Stored items
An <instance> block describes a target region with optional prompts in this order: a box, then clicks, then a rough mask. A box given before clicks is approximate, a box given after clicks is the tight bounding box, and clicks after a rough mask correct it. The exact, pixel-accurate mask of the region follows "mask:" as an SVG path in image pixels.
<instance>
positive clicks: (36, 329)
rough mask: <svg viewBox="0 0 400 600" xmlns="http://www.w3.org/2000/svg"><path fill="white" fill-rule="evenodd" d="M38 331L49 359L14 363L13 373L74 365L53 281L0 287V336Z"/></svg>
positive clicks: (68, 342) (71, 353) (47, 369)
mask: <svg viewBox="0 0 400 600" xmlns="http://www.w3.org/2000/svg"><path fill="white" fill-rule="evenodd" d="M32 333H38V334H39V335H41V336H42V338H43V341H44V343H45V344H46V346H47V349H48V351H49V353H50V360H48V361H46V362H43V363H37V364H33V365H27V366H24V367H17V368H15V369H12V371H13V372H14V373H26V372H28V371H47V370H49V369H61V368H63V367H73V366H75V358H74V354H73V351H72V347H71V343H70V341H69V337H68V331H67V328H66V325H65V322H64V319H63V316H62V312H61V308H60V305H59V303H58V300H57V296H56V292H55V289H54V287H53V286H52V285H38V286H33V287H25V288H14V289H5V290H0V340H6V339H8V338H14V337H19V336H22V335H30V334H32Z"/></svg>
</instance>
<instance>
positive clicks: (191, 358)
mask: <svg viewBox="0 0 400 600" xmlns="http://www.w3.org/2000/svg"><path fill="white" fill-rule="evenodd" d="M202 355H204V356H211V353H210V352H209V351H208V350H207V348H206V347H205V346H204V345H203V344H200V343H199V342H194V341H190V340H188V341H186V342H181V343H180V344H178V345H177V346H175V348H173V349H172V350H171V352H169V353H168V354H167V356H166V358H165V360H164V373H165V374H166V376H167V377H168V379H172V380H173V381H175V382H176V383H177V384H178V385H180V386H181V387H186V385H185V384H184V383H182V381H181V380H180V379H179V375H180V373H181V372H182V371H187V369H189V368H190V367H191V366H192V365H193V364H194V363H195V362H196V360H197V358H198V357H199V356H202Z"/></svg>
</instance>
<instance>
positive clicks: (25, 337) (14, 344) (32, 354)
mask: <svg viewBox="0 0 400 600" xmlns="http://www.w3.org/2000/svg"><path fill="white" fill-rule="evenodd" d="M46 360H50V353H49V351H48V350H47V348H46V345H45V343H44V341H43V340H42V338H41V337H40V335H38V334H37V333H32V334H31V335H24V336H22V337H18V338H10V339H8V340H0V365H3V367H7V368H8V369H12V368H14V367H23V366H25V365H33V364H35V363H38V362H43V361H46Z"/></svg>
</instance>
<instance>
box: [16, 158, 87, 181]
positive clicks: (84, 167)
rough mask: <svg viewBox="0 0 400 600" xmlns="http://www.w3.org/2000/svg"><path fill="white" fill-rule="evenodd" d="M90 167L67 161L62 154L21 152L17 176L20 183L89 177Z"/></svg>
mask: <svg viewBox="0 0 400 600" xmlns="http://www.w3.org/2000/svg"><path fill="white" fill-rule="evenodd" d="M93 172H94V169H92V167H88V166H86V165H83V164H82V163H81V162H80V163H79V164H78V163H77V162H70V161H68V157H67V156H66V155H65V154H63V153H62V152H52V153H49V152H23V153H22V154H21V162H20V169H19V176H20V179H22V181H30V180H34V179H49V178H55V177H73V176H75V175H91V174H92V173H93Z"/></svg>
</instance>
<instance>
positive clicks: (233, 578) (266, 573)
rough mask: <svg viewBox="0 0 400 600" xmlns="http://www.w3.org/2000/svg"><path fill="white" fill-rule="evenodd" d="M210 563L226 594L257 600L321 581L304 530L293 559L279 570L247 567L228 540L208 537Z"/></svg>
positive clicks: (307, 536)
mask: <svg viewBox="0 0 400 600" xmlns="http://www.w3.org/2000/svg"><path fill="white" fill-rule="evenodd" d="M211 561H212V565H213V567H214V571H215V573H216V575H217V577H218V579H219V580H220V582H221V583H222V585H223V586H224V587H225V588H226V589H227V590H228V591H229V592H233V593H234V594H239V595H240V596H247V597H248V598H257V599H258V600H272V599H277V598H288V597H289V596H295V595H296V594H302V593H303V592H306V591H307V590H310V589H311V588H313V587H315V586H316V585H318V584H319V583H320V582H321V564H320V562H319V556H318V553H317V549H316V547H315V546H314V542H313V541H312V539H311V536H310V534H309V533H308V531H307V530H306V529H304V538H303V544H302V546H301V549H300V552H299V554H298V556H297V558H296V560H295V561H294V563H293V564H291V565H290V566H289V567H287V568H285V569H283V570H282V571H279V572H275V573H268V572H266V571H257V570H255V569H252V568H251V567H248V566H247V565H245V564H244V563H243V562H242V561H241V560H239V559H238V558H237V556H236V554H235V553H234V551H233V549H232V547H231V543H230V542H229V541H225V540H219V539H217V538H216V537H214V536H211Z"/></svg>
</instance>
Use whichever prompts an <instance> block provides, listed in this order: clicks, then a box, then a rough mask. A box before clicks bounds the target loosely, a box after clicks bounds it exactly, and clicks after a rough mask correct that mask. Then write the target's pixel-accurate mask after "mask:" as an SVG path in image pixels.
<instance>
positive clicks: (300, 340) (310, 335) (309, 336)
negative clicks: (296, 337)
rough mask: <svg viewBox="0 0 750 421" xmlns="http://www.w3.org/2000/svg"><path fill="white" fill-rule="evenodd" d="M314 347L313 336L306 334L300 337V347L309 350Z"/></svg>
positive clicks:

■ EXERCISE DIRECTIONS
Output the entries exactly. Leave nothing out.

■ SOLUTION
An <instance> block describes a target region with optional prompts in this order: a box, then clicks, then a rough mask. A box given before clicks is approximate, a box given after clicks is the tight bounding box, and clicks after a rough mask correct it. The exact, pixel-accurate mask of the region follows "mask:" as an SVG path in image pixels.
<instance>
positive clicks: (36, 329)
rough mask: <svg viewBox="0 0 400 600" xmlns="http://www.w3.org/2000/svg"><path fill="white" fill-rule="evenodd" d="M38 331L49 359L14 363L13 373L74 365L53 281L0 287V336Z"/></svg>
positive clicks: (68, 342) (71, 353) (47, 369)
mask: <svg viewBox="0 0 400 600" xmlns="http://www.w3.org/2000/svg"><path fill="white" fill-rule="evenodd" d="M32 333H38V334H39V335H41V336H42V338H43V341H44V343H45V344H46V346H47V349H48V351H49V353H50V360H48V361H46V362H43V363H37V364H33V365H27V366H24V367H17V368H15V369H12V371H13V372H14V373H26V372H28V371H47V370H49V369H61V368H63V367H73V366H75V358H74V354H73V351H72V347H71V343H70V341H69V337H68V331H67V328H66V325H65V322H64V319H63V316H62V312H61V308H60V305H59V303H58V300H57V296H56V292H55V289H54V287H53V286H52V285H38V286H33V287H25V288H14V289H5V290H0V340H6V339H8V338H14V337H19V336H22V335H30V334H32Z"/></svg>
</instance>
<instance>
positive clicks: (191, 358)
mask: <svg viewBox="0 0 400 600" xmlns="http://www.w3.org/2000/svg"><path fill="white" fill-rule="evenodd" d="M202 355H204V356H211V353H210V352H209V351H208V350H207V348H206V347H205V346H204V345H203V344H200V343H199V342H194V341H190V340H188V341H186V342H181V343H180V344H178V345H177V346H175V348H173V349H172V350H171V352H169V353H168V354H167V356H166V358H165V360H164V373H165V374H166V376H167V377H168V379H172V380H173V381H175V382H176V383H177V384H178V385H180V386H181V387H186V385H185V384H184V383H182V381H181V380H180V379H179V375H180V373H181V372H182V371H187V369H189V368H190V367H191V366H192V365H193V364H194V363H195V362H196V360H197V358H198V357H199V356H202Z"/></svg>
</instance>
<instance>
positive clicks: (25, 337) (14, 344) (32, 354)
mask: <svg viewBox="0 0 400 600" xmlns="http://www.w3.org/2000/svg"><path fill="white" fill-rule="evenodd" d="M46 360H50V353H49V351H48V350H47V348H46V345H45V343H44V341H43V340H42V338H41V337H40V335H38V334H37V333H32V334H31V335H24V336H22V337H18V338H10V339H8V340H0V365H3V367H7V368H8V369H12V368H14V367H23V366H25V365H33V364H35V363H38V362H43V361H46Z"/></svg>
</instance>
<instance>
box: [16, 158, 87, 181]
positive clicks: (84, 167)
rough mask: <svg viewBox="0 0 400 600" xmlns="http://www.w3.org/2000/svg"><path fill="white" fill-rule="evenodd" d="M90 167L67 161L62 154L21 152L17 176L20 183L89 177Z"/></svg>
mask: <svg viewBox="0 0 400 600" xmlns="http://www.w3.org/2000/svg"><path fill="white" fill-rule="evenodd" d="M93 172H94V169H92V167H88V166H86V165H83V164H82V163H81V162H80V163H79V164H78V163H77V162H70V161H68V157H67V156H66V155H65V154H63V153H62V152H52V153H49V152H23V153H22V154H21V162H20V169H19V176H20V179H22V181H30V180H34V179H49V178H55V177H73V176H75V175H91V174H92V173H93Z"/></svg>
</instance>
<instance>
positive clicks: (233, 578) (266, 573)
rough mask: <svg viewBox="0 0 400 600" xmlns="http://www.w3.org/2000/svg"><path fill="white" fill-rule="evenodd" d="M210 563L226 594L257 600L321 581L304 530L293 559L279 570L247 567L228 540L208 537Z"/></svg>
positive clicks: (307, 536)
mask: <svg viewBox="0 0 400 600" xmlns="http://www.w3.org/2000/svg"><path fill="white" fill-rule="evenodd" d="M211 561H212V565H213V567H214V571H215V573H216V575H217V577H218V579H219V580H220V582H221V583H222V585H223V586H224V587H225V588H226V589H227V590H228V591H229V592H233V593H234V594H239V595H240V596H247V597H248V598H257V599H258V600H272V599H277V598H288V597H289V596H295V595H296V594H302V593H303V592H306V591H307V590H310V589H311V588H313V587H315V586H316V585H318V584H319V583H320V582H321V564H320V562H319V556H318V553H317V549H316V547H315V546H314V542H313V541H312V539H311V536H310V534H309V533H308V531H307V530H306V529H304V538H303V544H302V546H301V549H300V552H299V554H298V556H297V558H296V560H295V561H294V563H293V564H291V565H290V566H289V567H287V568H285V569H283V570H282V571H279V572H275V573H268V572H266V571H257V570H255V569H252V568H251V567H248V566H247V565H245V564H244V563H243V562H242V561H241V560H239V559H238V558H237V556H236V554H235V553H234V551H233V549H232V547H231V543H230V542H229V541H225V540H219V539H217V538H216V537H214V536H211Z"/></svg>
</instance>
Use whichever prompts an <instance> block provides, listed in this order: clicks, then a box, then a rough mask. A box before clicks bounds the target loosely, a box after clicks bounds it exactly, and clicks after a rough mask correct that mask. Then write the target's pixel-accurate mask after "mask:" as an SVG path in image pixels.
<instance>
positive clicks: (300, 340) (310, 335) (309, 336)
negative clicks: (296, 337)
rough mask: <svg viewBox="0 0 750 421" xmlns="http://www.w3.org/2000/svg"><path fill="white" fill-rule="evenodd" d="M314 347L313 336L306 334L300 337V347L309 350Z"/></svg>
positive clicks:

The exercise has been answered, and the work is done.